▼

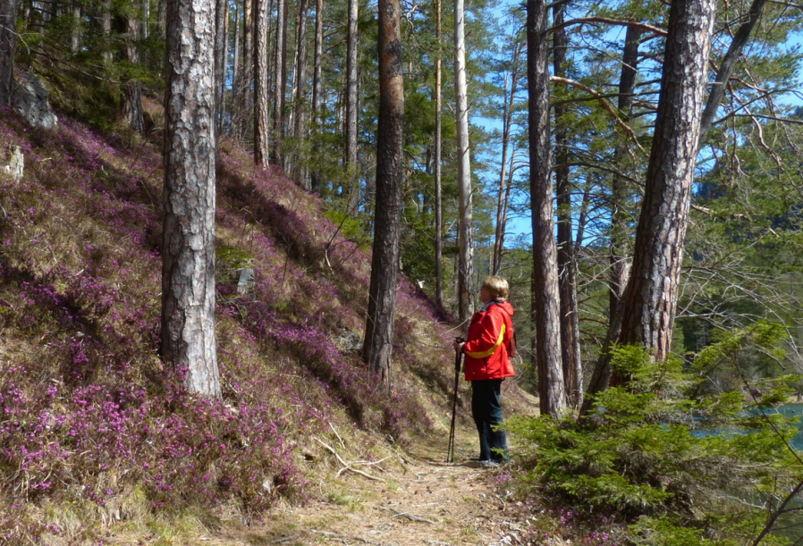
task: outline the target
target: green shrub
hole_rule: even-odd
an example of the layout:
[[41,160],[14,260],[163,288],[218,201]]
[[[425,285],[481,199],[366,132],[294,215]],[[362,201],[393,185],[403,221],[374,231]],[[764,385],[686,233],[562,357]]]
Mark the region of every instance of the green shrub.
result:
[[[734,333],[742,345],[776,339],[743,333]],[[731,338],[721,343],[721,355],[735,354],[724,347],[732,348]],[[701,357],[711,362],[714,350]],[[764,411],[765,400],[787,400],[798,379],[765,380],[759,406],[740,391],[701,390],[700,376],[685,373],[678,359],[654,362],[639,347],[613,352],[612,365],[630,380],[598,393],[589,416],[508,423],[519,440],[520,493],[613,516],[629,524],[632,543],[729,544],[754,537],[767,517],[755,506],[782,498],[803,480],[803,465],[787,448],[797,428]],[[696,433],[701,424],[719,433]]]

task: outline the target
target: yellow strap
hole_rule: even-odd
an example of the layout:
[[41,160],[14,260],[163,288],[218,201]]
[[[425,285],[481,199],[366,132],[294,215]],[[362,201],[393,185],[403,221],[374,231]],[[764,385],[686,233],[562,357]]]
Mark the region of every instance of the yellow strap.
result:
[[494,347],[481,353],[472,353],[470,351],[465,351],[465,353],[472,358],[486,358],[487,357],[490,357],[491,355],[495,353],[496,349],[499,349],[499,346],[502,345],[502,340],[503,339],[504,339],[504,323],[502,323],[502,330],[499,332],[499,339],[496,340],[496,344]]

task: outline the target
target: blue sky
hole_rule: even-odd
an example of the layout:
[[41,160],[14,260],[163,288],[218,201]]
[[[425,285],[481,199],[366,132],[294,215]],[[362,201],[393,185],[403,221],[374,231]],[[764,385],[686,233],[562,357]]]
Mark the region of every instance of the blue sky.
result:
[[[520,2],[511,2],[510,0],[503,0],[502,4],[520,4]],[[611,31],[611,39],[613,40],[620,40],[623,41],[624,38],[624,30],[621,29],[613,29]],[[620,36],[621,35],[621,36]],[[790,35],[790,39],[787,43],[787,47],[800,47],[803,46],[803,30],[798,31]],[[798,67],[798,74],[797,80],[799,82],[803,79],[803,60],[799,62]],[[798,93],[789,93],[782,97],[776,97],[778,103],[782,105],[789,105],[793,106],[803,105],[803,84],[798,86],[797,89]],[[481,118],[481,117],[473,117],[471,119],[471,122],[479,126],[484,127],[488,130],[502,130],[502,121],[501,119],[489,119],[489,118]],[[496,151],[496,157],[494,159],[494,163],[498,164],[502,155],[502,147],[499,146],[498,150]],[[488,175],[491,180],[494,179],[494,174]],[[495,175],[498,177],[498,172]],[[495,179],[495,180],[498,180]],[[495,183],[495,181],[494,181]],[[531,228],[531,220],[529,215],[511,217],[508,222],[508,234],[506,235],[507,244],[510,245],[513,241],[516,240],[517,238],[520,236],[526,237],[528,239],[531,237],[532,228]]]

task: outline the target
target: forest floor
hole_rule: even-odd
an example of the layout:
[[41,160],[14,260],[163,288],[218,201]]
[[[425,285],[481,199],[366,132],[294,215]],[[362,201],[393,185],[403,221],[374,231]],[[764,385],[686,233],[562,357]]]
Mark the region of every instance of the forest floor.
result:
[[[469,458],[461,453],[468,449],[458,451]],[[521,507],[500,486],[504,468],[480,468],[470,461],[446,464],[444,453],[423,443],[395,458],[388,465],[395,468],[385,472],[379,471],[382,464],[361,466],[378,479],[347,471],[322,480],[316,498],[302,506],[279,507],[262,524],[219,529],[199,539],[206,544],[525,543],[518,523]]]

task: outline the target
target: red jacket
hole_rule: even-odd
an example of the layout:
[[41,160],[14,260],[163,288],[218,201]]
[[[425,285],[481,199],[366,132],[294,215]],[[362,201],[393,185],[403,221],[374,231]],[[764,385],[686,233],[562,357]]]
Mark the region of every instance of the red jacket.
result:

▲

Prompt → Find each line in the rows above that contains the word "jacket", and copy those lines out in full.

Answer →
target: red jacket
Mark the region of every instance of the red jacket.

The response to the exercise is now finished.